[DATA PROVIDED]:

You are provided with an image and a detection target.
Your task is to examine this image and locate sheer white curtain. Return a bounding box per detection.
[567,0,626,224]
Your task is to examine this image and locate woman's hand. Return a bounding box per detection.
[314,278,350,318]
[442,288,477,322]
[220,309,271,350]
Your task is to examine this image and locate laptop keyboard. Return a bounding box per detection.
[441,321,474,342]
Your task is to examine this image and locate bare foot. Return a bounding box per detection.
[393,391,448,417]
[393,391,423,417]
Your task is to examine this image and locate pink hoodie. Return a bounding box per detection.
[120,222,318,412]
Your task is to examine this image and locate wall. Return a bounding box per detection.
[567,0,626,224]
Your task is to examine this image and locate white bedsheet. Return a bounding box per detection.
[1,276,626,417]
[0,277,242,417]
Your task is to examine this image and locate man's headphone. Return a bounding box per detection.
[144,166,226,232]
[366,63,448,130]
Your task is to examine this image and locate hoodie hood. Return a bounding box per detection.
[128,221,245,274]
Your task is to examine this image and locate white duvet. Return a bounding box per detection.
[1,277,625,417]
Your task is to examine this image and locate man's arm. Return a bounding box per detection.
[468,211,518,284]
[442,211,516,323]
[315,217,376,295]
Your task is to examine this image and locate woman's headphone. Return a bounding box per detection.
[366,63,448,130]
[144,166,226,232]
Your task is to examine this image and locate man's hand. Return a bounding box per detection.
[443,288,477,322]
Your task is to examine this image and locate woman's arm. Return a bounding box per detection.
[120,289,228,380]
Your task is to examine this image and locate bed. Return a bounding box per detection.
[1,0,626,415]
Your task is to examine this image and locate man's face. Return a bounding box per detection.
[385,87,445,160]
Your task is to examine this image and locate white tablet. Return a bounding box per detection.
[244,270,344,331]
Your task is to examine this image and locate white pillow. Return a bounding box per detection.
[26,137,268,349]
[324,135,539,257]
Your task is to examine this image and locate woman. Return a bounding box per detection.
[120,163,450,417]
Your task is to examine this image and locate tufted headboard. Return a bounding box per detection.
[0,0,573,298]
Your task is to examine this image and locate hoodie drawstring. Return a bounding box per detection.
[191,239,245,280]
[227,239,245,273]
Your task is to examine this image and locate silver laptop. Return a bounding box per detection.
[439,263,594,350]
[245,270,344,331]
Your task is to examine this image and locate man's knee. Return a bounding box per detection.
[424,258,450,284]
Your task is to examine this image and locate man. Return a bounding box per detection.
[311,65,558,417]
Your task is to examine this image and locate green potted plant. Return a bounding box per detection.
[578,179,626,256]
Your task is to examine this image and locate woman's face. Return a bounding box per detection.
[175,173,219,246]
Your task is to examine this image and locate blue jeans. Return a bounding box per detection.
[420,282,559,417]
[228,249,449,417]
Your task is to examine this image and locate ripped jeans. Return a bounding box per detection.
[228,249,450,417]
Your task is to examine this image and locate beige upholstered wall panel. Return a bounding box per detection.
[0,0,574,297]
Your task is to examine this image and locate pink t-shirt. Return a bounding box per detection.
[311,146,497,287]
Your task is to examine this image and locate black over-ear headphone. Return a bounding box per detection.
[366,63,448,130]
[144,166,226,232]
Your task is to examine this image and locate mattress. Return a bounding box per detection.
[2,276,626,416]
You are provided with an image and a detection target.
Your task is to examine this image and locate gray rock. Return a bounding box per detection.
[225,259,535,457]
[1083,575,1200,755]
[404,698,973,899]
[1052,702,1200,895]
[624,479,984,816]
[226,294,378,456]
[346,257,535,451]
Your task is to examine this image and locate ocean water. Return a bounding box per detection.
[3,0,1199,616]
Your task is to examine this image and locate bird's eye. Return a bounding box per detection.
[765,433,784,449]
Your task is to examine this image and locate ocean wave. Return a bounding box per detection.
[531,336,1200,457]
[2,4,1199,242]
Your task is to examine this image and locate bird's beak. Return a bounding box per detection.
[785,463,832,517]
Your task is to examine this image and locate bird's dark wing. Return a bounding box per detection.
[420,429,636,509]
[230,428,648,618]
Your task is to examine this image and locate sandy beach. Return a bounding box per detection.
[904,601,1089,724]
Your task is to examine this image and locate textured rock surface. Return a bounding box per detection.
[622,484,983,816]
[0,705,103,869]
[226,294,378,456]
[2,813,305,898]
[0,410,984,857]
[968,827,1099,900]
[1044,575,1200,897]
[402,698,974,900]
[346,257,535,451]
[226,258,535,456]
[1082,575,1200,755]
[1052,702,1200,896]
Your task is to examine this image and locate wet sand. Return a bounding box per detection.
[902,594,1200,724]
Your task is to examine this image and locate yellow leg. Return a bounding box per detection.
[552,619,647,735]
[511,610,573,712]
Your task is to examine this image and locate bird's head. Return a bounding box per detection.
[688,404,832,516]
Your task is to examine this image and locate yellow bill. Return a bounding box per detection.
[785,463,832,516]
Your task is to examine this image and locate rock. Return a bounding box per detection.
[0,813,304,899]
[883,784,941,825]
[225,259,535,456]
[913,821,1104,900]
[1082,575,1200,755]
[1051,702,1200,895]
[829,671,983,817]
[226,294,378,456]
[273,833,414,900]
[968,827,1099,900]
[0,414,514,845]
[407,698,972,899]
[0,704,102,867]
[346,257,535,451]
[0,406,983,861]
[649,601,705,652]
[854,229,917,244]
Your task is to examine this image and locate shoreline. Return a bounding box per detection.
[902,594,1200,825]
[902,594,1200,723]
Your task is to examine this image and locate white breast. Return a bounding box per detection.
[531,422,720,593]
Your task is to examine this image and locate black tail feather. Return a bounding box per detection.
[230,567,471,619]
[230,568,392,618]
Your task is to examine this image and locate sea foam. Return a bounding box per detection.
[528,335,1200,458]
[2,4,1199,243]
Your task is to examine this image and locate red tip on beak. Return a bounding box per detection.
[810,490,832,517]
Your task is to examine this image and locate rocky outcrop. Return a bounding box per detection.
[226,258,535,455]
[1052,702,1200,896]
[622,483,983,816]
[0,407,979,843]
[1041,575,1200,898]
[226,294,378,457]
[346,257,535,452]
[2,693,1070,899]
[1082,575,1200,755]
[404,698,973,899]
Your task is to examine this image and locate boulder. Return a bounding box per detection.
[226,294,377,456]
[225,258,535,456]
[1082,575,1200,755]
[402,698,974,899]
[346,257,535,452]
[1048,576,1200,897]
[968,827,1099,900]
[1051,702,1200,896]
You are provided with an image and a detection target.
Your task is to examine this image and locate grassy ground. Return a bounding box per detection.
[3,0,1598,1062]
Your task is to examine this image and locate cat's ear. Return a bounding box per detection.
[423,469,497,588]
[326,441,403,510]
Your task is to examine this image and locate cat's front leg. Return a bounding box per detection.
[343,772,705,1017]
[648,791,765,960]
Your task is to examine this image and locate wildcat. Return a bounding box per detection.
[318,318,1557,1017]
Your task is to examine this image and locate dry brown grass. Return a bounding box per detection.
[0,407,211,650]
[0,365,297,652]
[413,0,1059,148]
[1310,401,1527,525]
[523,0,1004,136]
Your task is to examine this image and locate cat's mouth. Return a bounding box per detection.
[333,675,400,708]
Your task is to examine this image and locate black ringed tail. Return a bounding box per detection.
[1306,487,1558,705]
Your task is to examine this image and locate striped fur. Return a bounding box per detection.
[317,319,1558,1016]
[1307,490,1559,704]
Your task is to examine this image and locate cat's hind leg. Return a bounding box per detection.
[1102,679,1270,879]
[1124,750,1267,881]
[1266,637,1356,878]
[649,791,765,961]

[WORK ORDER]: Nothing in the data may differ; print all of it exactly as written.

[RESPONSE]:
You are provided with an image and a detection target.
Your task is to examine this image and locate sheer white curtain. Return a bounding box per detection.
[567,0,626,224]
Your task is to examine this image and locate woman's hand. Return a bounding box per detection.
[314,278,350,318]
[442,288,477,322]
[220,309,271,350]
Your task is to examine this image and locate laptop keyboard. Return a bounding box per detection.
[441,321,474,342]
Your task is to examine this image and locate bare foot. Return a bounding box per detection.
[393,391,448,417]
[393,391,423,417]
Your task is to examine this image and locate pink hoodie. Return a bounding box per detection.
[120,222,318,412]
Your task is to examine this image and locate wall. Return a bounding box per detection.
[567,0,626,224]
Your task is to examine this image and locate white bedsheet. Return a bounding box per detection.
[1,276,626,417]
[0,277,242,417]
Your task is to examine this image and locate man's headphone. Return a bounding box per detection.
[144,166,226,232]
[366,63,448,130]
Your task is to examine this image and locate hoodie hood. Return a bounding box per detection.
[128,221,245,274]
Your task is to examine this image and locate white duvet. Return a bounding box per detection.
[1,277,625,417]
Your task is to examine this image and locate man's arm. Return a bounding box per detection.
[468,211,518,284]
[442,211,516,323]
[315,217,376,295]
Your task is to examine this image and locate woman's headphone. Return a bounding box per detection.
[366,63,448,130]
[144,166,226,232]
Your task is to examine this image and locate man's hand. Return a bounding box per detection.
[443,288,477,322]
Your task is to examine this image and locate woman's arm. Return a bounding box per detection.
[120,289,228,380]
Your task is to examine this image and locate bed. Return a bounding box per detection.
[1,0,626,415]
Your task is to examine this image and locate man's face. Return a bounding box per detection.
[385,87,445,160]
Your task is to examine this image and locate white tablet. Return a bounding box per detection.
[244,270,344,331]
Your task is to examine this image and locate white pillow. Return a bounding box per detection.
[26,137,268,349]
[324,135,539,257]
Your task is to examine this image and locate woman. Return a bounding box per detection.
[120,163,450,417]
Your task is to examine this image and locate tufted headboard. Return a bounding box per detection.
[0,0,573,298]
Your task is to examine this image and locate hoodie drawstring. Return a bounding box per detection.
[191,239,245,280]
[227,239,245,273]
Your task is to examine this image and locate silver laptop. Return a bounding box per detection.
[439,263,594,350]
[245,270,344,331]
Your task is to examine this image and locate man's knee. Return a bounding box per detection.
[424,258,450,284]
Your task is to examine this image and locate man. Return a bounding box per detection.
[311,65,558,417]
Your task is to examine this image and locate green potted plant. Return a bounding box per detection.
[578,179,626,256]
Your task is to examine this image and locate woman's face. Return a bounding box per detection.
[175,173,219,246]
Your task is to examine this image and locate blue jeans. Return a bounding box per detection.
[420,282,559,417]
[228,249,449,417]
Your task is to examine this image and locate ripped jeans. Return a bounding box per detection.
[228,249,450,417]
Your task is to examine this image and locate beige upholstered wall panel. Return a bounding box per detection.
[0,0,574,297]
Your task is to examine this image and locate pink t-shirt. Return a bounding box per detection.
[311,146,497,287]
Your task is to examine this image and locate black over-ear headphone. Return a bounding box per detection.
[366,63,448,130]
[144,166,226,232]
Your task is to examine this image and locate mattress. Return a bounding box per detection.
[2,276,626,416]
You are provided with an image and a detection target.
Your task is to examine this image and locate gray rock. Return a bounding box per detection.
[225,259,535,457]
[1083,575,1200,755]
[404,698,973,899]
[1052,702,1200,895]
[624,479,984,816]
[226,294,378,456]
[346,257,535,451]
Your task is to examine this image and locate ocean water. Return a bounding box per detection.
[3,0,1199,616]
Your task is to examine this image and locate bird's eye. Return a bounding box per detection.
[765,433,784,449]
Your task is to examine this image and locate ocean wave. Return a bounding box per detection.
[531,336,1200,457]
[2,4,1199,242]
Your task is to examine this image and locate bird's beak. Return a bounding box per detection.
[785,463,832,517]
Your task is to examine this image and locate bird's dark wing. Return a bounding box per detection.
[420,429,636,509]
[230,428,648,618]
Your task is to examine this image and locate sandy beach. Return a bounding box per detection.
[904,601,1089,724]
Your task is to examine this image and locate textured rock surface. Return a bounding box per detection.
[622,484,983,816]
[0,705,103,869]
[226,294,378,456]
[2,813,305,898]
[0,410,984,857]
[968,827,1099,900]
[1044,575,1200,897]
[402,698,974,900]
[346,257,535,451]
[226,258,535,456]
[1082,575,1200,755]
[1052,702,1200,896]
Your task is to examine this image and locate wet sand. Return a bounding box per detection.
[902,594,1200,724]
Your task is to examine this image and locate yellow leg. Return a bounding box per detection.
[552,619,647,735]
[511,610,573,712]
Your task is to examine this image and locate bird's head. Return a bounding box per detection.
[688,404,832,516]
Your task is to examine this image and locate yellow bill. Return a bounding box per detection.
[785,463,832,516]
Your task is to examine this image and locate rock. Return a bounding box per detection.
[0,813,304,899]
[883,784,941,825]
[225,259,535,456]
[913,821,1104,900]
[1082,575,1200,755]
[1051,702,1200,895]
[829,671,983,817]
[226,294,378,456]
[273,833,414,900]
[968,827,1099,900]
[0,414,514,845]
[407,698,972,899]
[0,704,102,867]
[346,257,535,451]
[0,406,983,861]
[649,601,705,652]
[854,229,917,244]
Your task is to examine this image and locate shoreline. Return a bounding box per detection.
[902,594,1200,825]
[902,594,1200,723]
Your task is to examine this image and locate white breast. Return a bounding box per detection.
[531,422,720,593]
Your task is to examine this image and locate black tail feather. Return a bounding box per detection.
[230,567,471,619]
[230,568,392,618]
Your task is to examine this image and locate sea foam. Return a bounding box per detection.
[528,335,1200,458]
[2,4,1199,243]
Your task is to examine this image and locate red tip on beak. Return a bounding box per detection.
[810,490,832,517]
Your task is to examine this image and locate rocky outcrop. Return a bounding box per detection.
[226,258,535,455]
[1052,702,1200,896]
[622,483,983,816]
[0,407,979,843]
[1041,575,1200,898]
[226,294,378,457]
[346,257,535,452]
[2,693,1070,899]
[1082,575,1200,755]
[404,698,973,899]
Your task is to examine this image and locate boulder. Return a bounding box per detection.
[226,294,377,456]
[225,258,535,456]
[1082,575,1200,755]
[402,698,974,899]
[346,257,535,452]
[1048,576,1200,897]
[968,827,1099,900]
[1051,702,1200,896]
You are provided with an image and a detection target.
Your task is to examine this image and locate grassy ground. Return a bounding box per detection.
[3,0,1598,1062]
Your task is to examine this image and locate cat's ear. Return a bounding box per detection.
[423,469,497,588]
[326,441,403,510]
Your task is to examine this image and locate cat's front leg. Return a bounding box per detection.
[343,772,705,1017]
[648,791,765,960]
Your task is to examine this image and locate wildcat. Return a bounding box per detection.
[318,318,1557,1017]
Your task is to examine this image and locate dry brown grass. Return a bounding box per detection.
[0,407,211,650]
[0,365,297,652]
[413,0,1059,148]
[1310,401,1527,525]
[523,0,1004,136]
Your task is to examine this image and locate cat's mouth. Return a bounding box per detection.
[333,675,400,708]
Your task is to examine this image and locate black ringed tail. Return a bounding box per detection.
[1306,487,1558,705]
Your task is to examine this image and locate striped fur. Return a bounding box per detection.
[317,319,1558,1016]
[1307,490,1559,704]
Your task is to examine this image and locate cat's hind leg. Return a bounding box per detection.
[1102,679,1270,879]
[1124,750,1267,881]
[1266,637,1356,878]
[649,791,765,961]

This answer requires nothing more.